September 15, 2016 | General

General Mills Turns Whey Into Energy


Food processor installs anaerobic digester primarily to treat acid whey from its Greek yogurt production. Power generated offsets about 10 percent of plant’s electric load.

Alle Crampton
BioCycle September 2016
Water from the anaerobic process is shown flowing the opposite way as the digested sludge (inset). Some solids to the right can be seen in main photo, but overall the water is clear.

Water from the anaerobic process is shown flowing the opposite way as the digested sludge (inset). Some solids to the right can be seen in main photo, but overall the water is clear. Photos courtesy of General Mills Incorporated

In August 2015, General Mills pledged to reduce greenhouse gas (GHG) emissions by 28 percent over a 10-year period, demonstrating its commitment to environmentally sound practices. The General Mills Yoplait and Pillsbury manufacturing facilities in Murfreesboro, Tennessee completed a cost savings project that offsets 10 percent of the plant’s power needs while eliminating 250 metric tons of carbon dioxide emissions annually.
Opened in 1979, the Murfreesboro plant was originally used to make frozen pizza food items. In 2004, General Mills added production lines to produce Yoplait yogurt goods, including Greek yogurt. Production of Greek yogurt requires three gallons of milk to make one gallon of Greek yogurt (vs. 1 gallon of milk to make 1 gallon of regular yogurt). It involves separating whey from the heavier cream in milk; 60 to 70 percent of the milk becomes an unusable waste by-product called acid whey that is either landfilled or land applied. The General Mills plant was not allowed by the Murfreesboro Water and Sewer Department to increase its BOD loadings, thus the yogurt whey was collected into storage tanks and then trucked off site for land disposal.
Supported by Chief Sustainability Officer Jerry Lynch, the plant and corporate teams worked to find an improved solution to managing the Greek yogurt by-products. In late 2014, the Murfreesboro plant received corporate approval for construction of an anaerobic digester (AD), and connected energy recovery facilities. The project was partially funded by a federal Investment Tax Credit.
“Prior to the digester being added, General Mills still produced high quality effluent that was able to be reused,” notes Steve Huffman, Murfreesboro Water and Sewer Department’s Pretreatment Coordinator. “The addition of the anaerobic digester greatly reduced the sludge loading while still maintaining the high quality effluent. Sampling analysis for total suspended solids (TSS) and biochemical oxygen demand (BOD) rarely show concentrations higher than 100 ppm. The dedication to their pretreatment plant has prevented any loadings of TSS and BOD to the publicly owned treatment works.” The AD facility enables General Mills to treat all of the yogurt whey to BOD values that are always within permit limits rather than having to truck the whey off site.
The 6.5 million gallon anaerobic digester installed at the General Mills Inc. plant in Murfreesboro (TN) began operating in 2014.

Requirement 1: In the article on the General Mills digester, in what year did the Murfreesboro plant open?
Requirement 2: Summarize the article on the General Mills digester in two sentences.
Requirement 3: Continue the article on the General Mills digester from its last sentence.

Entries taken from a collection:
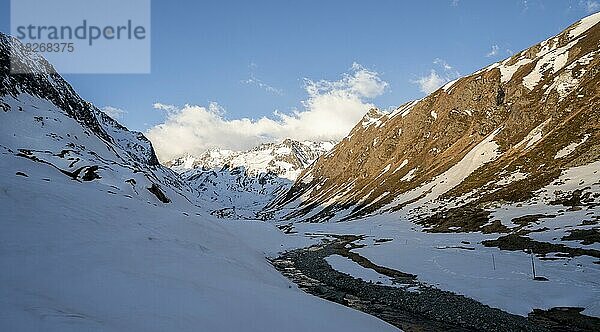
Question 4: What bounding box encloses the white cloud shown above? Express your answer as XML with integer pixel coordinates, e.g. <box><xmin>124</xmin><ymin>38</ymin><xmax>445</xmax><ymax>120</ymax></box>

<box><xmin>579</xmin><ymin>0</ymin><xmax>600</xmax><ymax>14</ymax></box>
<box><xmin>410</xmin><ymin>58</ymin><xmax>460</xmax><ymax>94</ymax></box>
<box><xmin>146</xmin><ymin>63</ymin><xmax>388</xmax><ymax>161</ymax></box>
<box><xmin>412</xmin><ymin>69</ymin><xmax>449</xmax><ymax>94</ymax></box>
<box><xmin>100</xmin><ymin>106</ymin><xmax>126</xmax><ymax>120</ymax></box>
<box><xmin>485</xmin><ymin>45</ymin><xmax>500</xmax><ymax>58</ymax></box>
<box><xmin>241</xmin><ymin>62</ymin><xmax>283</xmax><ymax>95</ymax></box>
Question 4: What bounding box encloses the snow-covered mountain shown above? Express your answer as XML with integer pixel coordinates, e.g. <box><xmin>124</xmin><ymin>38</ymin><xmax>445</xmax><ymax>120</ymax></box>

<box><xmin>0</xmin><ymin>33</ymin><xmax>395</xmax><ymax>331</ymax></box>
<box><xmin>271</xmin><ymin>14</ymin><xmax>600</xmax><ymax>232</ymax></box>
<box><xmin>165</xmin><ymin>139</ymin><xmax>334</xmax><ymax>219</ymax></box>
<box><xmin>165</xmin><ymin>139</ymin><xmax>335</xmax><ymax>181</ymax></box>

Output 1: 1979

Output 2: General Mills' Murfreesboro, Tennessee plant makes Greek yogurt, and it had to truck its acid whey off site for land disposal because it was not allowed to increase its BOD loadings. After receiving corporate approval in late 2014 and partial funding from a federal Investment Tax Credit, the plant built an anaerobic digester that treats all of the whey to within permit limits, offsets 10 percent of the plant's power needs and eliminates 250 metric tons of carbon dioxide emissions annually.

Output 3:
The 6.5 million gallon anaerobic digester installed at the General Mills Inc. plant in Murfreesboro (TN) began operating in 2014. Photo courtesy of General Mills Incorporated

AD Treatment

Permitting for the AD facility was received from the Tennessee Valley Authority. Key partnerships with Murfreesboro Electric Cooperative and the Tennessee Department of Environment and Conservation helped with facilitating the permitting process. Installation began in 2012, and in July 2014, the 6.5 million gallon, continuously stirred anaerobic digester began operating at full capacity. The concrete reactor tank was constructed by Crom.
The digester contains self-renewing anaerobic bacteria that break down the whey and purify the BOD in the water. The process produces a nutrient rich sludge mixture that goes through a Dissolved Air Flotation (DAF) system, which processes approximately 600 gallons per minute, removing pollutants and solids. FRC Systems, a wastewater treatment solutions provider, constructed an open-style DAF system with 510 square-feet of free surface area and a solids loading rate of 5.65 lbs/sq. ft./hr.
Wastewater entering the DAF system “collides” with a stream of recirculated clarified water from the DAF that is super saturated with dissolved air. As the two streams blend together, microscopic bubbles attach to solid particulates, giving them enough buoyancy to rise to the surface of the DAF tank. These digestate solids bind together and accumulate in a floating layer on the top of the DAF tank. A skimmer gently pushes the floating layer toward a discharge hopper.
Any solids that don’t float will sink to the bottom of the DAF tank, which is shaped like a “V.” Settled solids are concentrated and discharged by an automatically controlled pneumatic drain valve. These solids can be put back into the anaerobic digester, or into a separate holding tank. The clarified water flows in a separate direction out of the tank via an under-over weir on either side of the DAF unit. Some of this water is used in the recirculation loop while the rest flows out of the vessel to an aerobic treatment phase.
The digestate solids skimmed off the top are not dewatered beyond the DAF surface removal process; solids content is around 7 percent. The solids contain higher concentrations of plant-available nitrogen and phosphorus compared to manure. They can be put back into the anaerobic digester, or used for agricultural purposes.

Aerobic Treatment

The anaerobic digester and DAF system pretreat all Yoplait and Pillsbury processing wastewaters. The aerobic system that treats the clarified water can also be used for finishing water and to augment other types of treatment. “It’s a separate system using a different set of microbes to continue to clean the water,” explains Dexter Dean, Site Environmental Engineer at the General Mills’ Murfreesboro facility.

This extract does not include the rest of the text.